Do this: Can you copy out the whole pull request thread below, word for word?

Document segment:
++++++++++++++++++++
Add typed Units columns and UnitMetrics table for per-unit metrics by h-mayorquin · Pull Request #20 · catalystneuro/ndx-spikesorting

h-mayorquin · 2026-05-20T02:20:24Z

I'd like to propose a different shape for spike-sorting metrics storage than the open MetricExtension PR (#18). Two pieces:

Cell properties as typed columns on the Units table
Some cell properties are properties of the cell, independent of any analysis run, so they belong on nwbfile.units as typed VectorData columns. As a minimal implementation of the idea I am adding FiringRate; other candidates are peak-to-trough duration, trough half-width, and median amplitude, we can add them after this PR if we refine this idea.

A generic UnitMetrics table for run-dependent metrics
Besides cell properties, the metrics extension covers a lot. From the SpikeInterface side we have quality_metrics (defined by purpose), template_metrics (defined by source), and spiketrain_metrics (defined by source). Like in #18, I have a generic DynamicTable to cover all those cases, but with some differences from #18: (1) explicit linkage to the Units table via a required unit DynamicTableRegion per row, which ensures provenance; (2) per-row obs_intervals matching the NWB-core Units.obs_intervals ragged-column pattern, so we reuse the existing NWB convention for period attribution rather than introducing a new shape (this also covers the periods produced by SpikeInterface's valid_unit_periods extension).

Taken together, this PR is the structural base: typed canonical columns on nwbfile.units for cell properties, plus a generic UnitMetrics DynamicTable for run-dependent metrics. Future PRs can either canonize more typed columns on Units or subclass UnitMetrics for specific purposes (e.g., curation) with their own canonical columns.

alejoe91 · 2026-05-28T15:55:44Z

As we discussed, since only a subset of metrics ise the periods, individual columns could link to the ValidUnitPeriods (if they were used for computation) or another TimeIntervals for custom periods.
++++++++++++++++++++
Excerpted data:
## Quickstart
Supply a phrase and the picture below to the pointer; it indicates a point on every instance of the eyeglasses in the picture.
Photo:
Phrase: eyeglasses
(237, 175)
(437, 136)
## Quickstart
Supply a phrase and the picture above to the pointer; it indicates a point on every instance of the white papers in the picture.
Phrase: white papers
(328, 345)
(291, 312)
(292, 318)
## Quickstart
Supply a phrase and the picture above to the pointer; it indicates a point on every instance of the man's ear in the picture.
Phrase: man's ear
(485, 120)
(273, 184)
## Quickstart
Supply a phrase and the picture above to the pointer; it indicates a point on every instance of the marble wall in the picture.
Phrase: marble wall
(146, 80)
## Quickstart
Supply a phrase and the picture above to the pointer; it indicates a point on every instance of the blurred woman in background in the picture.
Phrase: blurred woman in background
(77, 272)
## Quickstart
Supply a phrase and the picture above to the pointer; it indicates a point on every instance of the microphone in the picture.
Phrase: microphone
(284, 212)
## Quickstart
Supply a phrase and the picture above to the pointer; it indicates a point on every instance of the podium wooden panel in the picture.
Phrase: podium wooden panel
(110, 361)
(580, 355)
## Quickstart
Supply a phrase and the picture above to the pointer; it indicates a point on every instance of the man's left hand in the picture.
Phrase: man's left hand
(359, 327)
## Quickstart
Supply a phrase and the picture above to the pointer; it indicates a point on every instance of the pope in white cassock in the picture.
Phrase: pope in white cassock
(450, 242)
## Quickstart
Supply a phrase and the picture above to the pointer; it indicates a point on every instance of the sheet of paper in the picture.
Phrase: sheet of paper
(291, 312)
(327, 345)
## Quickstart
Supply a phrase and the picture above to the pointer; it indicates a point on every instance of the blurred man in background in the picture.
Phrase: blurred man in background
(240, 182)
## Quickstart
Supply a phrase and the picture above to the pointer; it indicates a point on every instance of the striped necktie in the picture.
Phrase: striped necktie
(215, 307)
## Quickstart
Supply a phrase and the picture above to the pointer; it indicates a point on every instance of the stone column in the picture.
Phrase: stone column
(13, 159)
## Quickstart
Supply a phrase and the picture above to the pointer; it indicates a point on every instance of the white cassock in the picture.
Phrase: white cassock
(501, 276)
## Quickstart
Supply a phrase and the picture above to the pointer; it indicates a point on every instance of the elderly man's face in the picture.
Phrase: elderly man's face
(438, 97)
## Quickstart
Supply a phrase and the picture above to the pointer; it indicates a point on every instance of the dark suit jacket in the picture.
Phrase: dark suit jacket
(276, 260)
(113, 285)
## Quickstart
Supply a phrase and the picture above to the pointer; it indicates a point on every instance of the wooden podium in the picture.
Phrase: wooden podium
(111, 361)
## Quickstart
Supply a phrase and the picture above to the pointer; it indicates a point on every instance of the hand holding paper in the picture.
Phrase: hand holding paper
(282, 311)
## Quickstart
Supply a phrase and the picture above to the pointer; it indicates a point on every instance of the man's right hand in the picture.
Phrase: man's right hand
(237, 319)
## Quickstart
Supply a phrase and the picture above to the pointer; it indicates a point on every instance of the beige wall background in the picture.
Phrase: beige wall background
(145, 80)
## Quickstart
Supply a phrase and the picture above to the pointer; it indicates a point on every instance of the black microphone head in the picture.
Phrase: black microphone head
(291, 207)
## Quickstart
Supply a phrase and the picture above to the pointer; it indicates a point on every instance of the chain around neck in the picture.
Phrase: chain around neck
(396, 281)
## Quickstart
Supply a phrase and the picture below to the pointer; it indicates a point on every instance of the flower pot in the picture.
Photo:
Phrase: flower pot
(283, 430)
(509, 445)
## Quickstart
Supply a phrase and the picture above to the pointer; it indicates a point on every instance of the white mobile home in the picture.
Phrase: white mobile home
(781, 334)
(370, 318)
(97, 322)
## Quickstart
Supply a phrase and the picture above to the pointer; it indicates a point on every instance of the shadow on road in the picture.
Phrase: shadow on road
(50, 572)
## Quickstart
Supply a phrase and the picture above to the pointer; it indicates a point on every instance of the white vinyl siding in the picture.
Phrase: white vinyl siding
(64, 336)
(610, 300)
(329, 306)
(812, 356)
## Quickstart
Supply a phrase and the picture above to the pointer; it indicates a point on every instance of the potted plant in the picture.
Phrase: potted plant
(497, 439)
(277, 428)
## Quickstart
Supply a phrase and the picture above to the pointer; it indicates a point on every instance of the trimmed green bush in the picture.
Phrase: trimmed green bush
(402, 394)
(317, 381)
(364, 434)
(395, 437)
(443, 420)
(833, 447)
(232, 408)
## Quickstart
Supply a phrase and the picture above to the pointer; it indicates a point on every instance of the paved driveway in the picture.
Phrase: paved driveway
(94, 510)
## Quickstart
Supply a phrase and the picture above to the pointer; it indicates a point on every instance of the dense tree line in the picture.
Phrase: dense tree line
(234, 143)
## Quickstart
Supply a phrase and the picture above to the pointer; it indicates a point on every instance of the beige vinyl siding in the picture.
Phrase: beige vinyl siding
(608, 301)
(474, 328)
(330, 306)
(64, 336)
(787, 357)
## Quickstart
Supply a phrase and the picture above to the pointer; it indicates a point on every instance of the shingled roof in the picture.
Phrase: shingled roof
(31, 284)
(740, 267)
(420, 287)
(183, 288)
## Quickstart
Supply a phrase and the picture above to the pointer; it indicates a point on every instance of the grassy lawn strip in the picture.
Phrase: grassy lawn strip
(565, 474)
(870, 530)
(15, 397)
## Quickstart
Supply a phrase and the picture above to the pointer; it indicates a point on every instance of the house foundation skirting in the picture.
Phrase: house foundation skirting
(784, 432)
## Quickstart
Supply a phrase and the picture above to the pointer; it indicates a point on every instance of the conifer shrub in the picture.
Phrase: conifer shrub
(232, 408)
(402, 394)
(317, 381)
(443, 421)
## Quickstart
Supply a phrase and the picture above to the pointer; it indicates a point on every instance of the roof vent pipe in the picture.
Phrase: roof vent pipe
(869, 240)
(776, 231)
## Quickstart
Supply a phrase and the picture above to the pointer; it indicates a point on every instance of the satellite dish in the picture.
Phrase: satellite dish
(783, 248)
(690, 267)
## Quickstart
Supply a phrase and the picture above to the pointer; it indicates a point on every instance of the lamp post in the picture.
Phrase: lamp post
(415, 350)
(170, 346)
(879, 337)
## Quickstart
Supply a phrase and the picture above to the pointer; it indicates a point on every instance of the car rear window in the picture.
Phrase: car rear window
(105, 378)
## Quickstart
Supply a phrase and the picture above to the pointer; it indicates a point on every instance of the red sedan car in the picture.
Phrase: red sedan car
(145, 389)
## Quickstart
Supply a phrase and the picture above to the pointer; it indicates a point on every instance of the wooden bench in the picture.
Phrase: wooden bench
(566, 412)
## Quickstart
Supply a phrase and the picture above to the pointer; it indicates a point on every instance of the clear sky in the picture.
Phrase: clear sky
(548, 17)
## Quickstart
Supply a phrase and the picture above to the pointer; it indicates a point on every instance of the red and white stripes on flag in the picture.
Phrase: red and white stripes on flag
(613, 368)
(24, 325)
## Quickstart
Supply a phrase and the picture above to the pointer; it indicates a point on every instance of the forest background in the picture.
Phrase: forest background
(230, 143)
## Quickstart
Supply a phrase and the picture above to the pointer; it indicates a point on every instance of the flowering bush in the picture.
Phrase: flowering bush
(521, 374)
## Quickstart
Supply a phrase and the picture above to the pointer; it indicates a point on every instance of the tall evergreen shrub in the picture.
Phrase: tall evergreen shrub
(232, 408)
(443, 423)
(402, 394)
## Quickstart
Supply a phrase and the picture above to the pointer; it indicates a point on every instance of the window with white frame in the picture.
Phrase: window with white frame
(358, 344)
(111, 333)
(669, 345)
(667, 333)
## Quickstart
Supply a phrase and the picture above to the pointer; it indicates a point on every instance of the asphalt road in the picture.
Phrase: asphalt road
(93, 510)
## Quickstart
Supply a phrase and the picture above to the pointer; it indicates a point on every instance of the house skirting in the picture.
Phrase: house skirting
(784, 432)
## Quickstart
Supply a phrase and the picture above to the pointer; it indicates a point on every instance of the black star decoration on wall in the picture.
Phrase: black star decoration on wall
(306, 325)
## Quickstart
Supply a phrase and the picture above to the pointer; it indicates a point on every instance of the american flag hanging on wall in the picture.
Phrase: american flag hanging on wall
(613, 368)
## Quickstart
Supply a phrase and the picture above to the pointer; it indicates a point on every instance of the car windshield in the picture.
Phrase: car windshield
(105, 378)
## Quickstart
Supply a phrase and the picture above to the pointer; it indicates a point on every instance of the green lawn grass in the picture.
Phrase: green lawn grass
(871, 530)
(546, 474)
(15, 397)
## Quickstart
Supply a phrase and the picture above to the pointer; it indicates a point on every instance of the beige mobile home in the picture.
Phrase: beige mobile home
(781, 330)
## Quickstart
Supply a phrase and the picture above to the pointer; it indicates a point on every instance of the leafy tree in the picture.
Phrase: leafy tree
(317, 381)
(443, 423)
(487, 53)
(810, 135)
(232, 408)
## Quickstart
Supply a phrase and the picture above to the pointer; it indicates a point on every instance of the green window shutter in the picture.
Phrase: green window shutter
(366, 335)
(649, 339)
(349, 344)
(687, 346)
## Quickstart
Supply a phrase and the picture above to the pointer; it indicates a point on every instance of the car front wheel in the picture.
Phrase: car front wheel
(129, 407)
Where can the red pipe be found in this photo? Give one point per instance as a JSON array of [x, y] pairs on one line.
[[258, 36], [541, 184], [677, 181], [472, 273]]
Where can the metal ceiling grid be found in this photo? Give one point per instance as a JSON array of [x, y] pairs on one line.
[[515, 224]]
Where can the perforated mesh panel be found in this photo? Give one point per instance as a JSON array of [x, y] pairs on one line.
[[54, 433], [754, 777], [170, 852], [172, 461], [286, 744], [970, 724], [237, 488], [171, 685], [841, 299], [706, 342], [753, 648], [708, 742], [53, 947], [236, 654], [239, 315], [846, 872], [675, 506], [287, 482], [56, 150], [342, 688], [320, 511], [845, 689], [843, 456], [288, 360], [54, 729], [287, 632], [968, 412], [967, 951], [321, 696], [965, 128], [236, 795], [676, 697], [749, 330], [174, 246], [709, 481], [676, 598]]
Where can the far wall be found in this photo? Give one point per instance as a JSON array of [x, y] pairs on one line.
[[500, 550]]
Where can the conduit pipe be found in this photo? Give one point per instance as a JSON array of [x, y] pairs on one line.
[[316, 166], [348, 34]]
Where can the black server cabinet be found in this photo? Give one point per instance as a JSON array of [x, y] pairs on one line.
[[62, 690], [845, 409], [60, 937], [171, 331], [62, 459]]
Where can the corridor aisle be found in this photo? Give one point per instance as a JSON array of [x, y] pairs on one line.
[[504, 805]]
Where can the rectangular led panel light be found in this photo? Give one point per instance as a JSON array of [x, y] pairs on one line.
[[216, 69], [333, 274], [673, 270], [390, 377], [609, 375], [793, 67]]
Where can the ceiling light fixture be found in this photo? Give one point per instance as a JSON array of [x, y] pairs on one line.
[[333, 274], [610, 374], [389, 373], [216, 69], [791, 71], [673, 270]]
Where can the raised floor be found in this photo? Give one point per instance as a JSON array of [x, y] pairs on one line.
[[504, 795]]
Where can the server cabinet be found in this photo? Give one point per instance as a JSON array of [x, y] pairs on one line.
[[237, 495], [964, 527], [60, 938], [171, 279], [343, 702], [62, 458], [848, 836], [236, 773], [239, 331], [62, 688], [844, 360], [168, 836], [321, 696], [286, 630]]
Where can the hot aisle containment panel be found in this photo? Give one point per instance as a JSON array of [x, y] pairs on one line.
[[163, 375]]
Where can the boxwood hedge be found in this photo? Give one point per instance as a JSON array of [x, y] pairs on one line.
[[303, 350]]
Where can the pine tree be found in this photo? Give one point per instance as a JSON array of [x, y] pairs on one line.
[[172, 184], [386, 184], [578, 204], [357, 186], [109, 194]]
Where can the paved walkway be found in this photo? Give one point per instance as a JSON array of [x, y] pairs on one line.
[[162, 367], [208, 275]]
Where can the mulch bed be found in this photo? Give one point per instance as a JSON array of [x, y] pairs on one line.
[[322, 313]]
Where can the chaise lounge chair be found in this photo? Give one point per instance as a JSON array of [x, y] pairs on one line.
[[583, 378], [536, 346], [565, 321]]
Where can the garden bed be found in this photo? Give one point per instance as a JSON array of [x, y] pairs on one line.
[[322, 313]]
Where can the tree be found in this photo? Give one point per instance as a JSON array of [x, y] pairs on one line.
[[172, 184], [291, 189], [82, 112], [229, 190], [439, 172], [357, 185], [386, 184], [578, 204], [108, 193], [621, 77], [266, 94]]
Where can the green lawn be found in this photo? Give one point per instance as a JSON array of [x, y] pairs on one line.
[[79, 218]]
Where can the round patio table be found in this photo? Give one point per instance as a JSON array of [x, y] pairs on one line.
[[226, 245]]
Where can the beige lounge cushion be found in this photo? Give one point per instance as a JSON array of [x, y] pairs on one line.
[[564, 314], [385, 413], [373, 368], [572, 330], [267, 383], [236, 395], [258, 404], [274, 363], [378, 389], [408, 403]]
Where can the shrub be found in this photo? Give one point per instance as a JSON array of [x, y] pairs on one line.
++++++++++++++++++++
Final result:
Add typed Units columns and UnitMetrics table for per-unit metrics by h-mayorquin · Pull Request #20 · catalystneuro/ndx-spikesorting

h-mayorquin · 2026-05-20T02:20:24Z

I'd like to propose a different shape for spike-sorting metrics storage than the open MetricExtension PR (#18). Two pieces:

Cell properties as typed columns on the Units table
Some cell properties are properties of the cell, independent of any analysis run, so they belong on nwbfile.units as typed VectorData columns. As a minimal implementation of the idea I am adding FiringRate; other candidates are peak-to-trough duration, trough half-width, and median amplitude, we can add them after this PR if we refine this idea.

A generic UnitMetrics table for run-dependent metrics
Besides cell properties, the metrics extension covers a lot. From the SpikeInterface side we have quality_metrics (defined by purpose), template_metrics (defined by source), and spiketrain_metrics (defined by source). Like in #18, I have a generic DynamicTable to cover all those cases, but with some differences from #18: (1) explicit linkage to the Units table via a required unit DynamicTableRegion per row, which ensures provenance; (2) per-row obs_intervals matching the NWB-core Units.obs_intervals ragged-column pattern, so we reuse the existing NWB convention for period attribution rather than introducing a new shape (this also covers the periods produced by SpikeInterface's valid_unit_periods extension).

Taken together, this PR is the structural base: typed canonical columns on nwbfile.units for cell properties, plus a generic UnitMetrics DynamicTable for run-dependent metrics. Future PRs can either canonize more typed columns on Units or subclass UnitMetrics for specific purposes (e.g., curation) with their own canonical columns.

alejoe91 · 2026-05-28T15:55:44Z

As we discussed, since only a subset of metrics ise the periods, individual columns could link to the ValidUnitPeriods (if they were used for computation) or another TimeIntervals for custom periods.